→ YOUR INSTRUCTIONS: For the word "white", state how many lines of the data include it. Respond with the number only.
BEGIN RECORD SET
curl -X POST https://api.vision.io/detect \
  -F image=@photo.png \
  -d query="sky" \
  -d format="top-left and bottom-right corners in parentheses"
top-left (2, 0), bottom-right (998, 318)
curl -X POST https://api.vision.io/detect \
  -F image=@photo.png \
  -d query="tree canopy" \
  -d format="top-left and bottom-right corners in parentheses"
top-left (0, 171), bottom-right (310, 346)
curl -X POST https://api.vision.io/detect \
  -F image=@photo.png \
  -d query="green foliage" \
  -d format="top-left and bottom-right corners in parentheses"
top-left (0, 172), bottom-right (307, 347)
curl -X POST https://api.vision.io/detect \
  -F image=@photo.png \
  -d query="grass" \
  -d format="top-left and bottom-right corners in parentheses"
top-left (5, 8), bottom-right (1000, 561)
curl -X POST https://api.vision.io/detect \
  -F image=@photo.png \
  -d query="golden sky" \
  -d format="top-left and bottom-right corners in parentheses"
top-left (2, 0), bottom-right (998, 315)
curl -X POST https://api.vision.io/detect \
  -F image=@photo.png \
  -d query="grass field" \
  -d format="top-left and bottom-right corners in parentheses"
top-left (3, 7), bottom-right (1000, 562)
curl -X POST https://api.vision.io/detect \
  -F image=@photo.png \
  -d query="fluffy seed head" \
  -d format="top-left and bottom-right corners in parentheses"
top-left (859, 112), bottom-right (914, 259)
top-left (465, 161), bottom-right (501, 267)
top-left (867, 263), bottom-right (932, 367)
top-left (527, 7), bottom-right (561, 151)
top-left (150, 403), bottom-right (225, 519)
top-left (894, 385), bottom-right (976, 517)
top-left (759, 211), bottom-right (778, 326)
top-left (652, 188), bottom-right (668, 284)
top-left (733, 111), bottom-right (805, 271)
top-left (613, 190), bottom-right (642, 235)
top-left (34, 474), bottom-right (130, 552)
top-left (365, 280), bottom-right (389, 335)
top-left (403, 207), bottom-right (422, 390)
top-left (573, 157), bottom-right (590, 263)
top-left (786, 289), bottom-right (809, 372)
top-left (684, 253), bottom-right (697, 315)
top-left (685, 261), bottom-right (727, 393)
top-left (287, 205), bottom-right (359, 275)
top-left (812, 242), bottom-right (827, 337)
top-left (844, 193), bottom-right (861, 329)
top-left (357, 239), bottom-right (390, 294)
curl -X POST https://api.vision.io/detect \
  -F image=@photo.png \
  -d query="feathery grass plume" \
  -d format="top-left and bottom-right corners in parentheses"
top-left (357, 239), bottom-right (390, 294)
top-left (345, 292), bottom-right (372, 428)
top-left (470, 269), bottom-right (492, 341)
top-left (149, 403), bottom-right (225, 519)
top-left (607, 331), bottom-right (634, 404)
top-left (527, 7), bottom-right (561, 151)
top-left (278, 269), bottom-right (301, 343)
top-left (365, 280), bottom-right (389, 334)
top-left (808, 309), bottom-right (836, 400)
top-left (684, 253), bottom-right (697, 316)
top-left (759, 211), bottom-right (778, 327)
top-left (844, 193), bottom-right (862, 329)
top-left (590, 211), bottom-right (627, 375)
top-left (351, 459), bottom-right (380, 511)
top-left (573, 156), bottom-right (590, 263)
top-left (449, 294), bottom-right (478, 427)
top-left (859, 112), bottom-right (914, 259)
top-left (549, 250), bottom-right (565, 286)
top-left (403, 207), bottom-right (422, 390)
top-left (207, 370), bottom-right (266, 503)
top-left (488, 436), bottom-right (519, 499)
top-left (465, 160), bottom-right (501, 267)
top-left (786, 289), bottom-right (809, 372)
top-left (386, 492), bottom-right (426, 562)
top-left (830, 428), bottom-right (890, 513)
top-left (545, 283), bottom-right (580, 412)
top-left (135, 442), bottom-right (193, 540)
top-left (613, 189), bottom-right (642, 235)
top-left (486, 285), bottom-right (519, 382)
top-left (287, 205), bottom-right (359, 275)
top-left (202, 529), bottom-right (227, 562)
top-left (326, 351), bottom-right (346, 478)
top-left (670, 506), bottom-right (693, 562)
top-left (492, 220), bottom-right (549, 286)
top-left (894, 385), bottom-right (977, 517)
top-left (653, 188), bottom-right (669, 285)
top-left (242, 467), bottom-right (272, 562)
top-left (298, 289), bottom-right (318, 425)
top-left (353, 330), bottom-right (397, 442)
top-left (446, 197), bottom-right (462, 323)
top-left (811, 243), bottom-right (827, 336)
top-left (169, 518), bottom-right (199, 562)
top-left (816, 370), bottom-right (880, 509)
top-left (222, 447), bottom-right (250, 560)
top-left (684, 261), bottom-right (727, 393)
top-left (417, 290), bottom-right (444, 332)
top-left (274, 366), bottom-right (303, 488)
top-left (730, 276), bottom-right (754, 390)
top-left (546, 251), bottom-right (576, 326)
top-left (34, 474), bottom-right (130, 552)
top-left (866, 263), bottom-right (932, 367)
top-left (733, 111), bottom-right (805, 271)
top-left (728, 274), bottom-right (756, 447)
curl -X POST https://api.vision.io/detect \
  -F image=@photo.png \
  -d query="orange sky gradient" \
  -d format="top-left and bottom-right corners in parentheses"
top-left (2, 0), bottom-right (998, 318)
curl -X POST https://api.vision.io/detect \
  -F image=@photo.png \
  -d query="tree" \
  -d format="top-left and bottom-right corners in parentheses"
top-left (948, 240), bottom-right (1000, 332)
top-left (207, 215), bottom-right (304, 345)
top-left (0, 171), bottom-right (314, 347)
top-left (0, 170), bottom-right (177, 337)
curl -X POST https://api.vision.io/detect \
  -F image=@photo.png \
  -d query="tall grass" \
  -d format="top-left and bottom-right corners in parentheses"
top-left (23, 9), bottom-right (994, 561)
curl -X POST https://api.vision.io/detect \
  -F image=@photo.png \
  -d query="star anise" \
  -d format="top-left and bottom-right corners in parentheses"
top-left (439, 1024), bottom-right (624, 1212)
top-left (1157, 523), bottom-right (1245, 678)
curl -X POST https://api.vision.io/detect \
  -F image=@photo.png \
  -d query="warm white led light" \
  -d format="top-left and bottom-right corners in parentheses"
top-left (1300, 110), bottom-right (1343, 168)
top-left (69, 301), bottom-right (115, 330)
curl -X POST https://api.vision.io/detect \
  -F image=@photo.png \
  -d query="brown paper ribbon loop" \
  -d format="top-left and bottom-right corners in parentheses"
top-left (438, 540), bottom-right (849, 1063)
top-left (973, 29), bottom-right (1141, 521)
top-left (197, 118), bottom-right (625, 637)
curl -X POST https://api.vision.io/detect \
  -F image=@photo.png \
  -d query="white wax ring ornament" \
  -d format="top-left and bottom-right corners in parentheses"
END RECORD SET
→ ANSWER TO THE EXERCISE: 2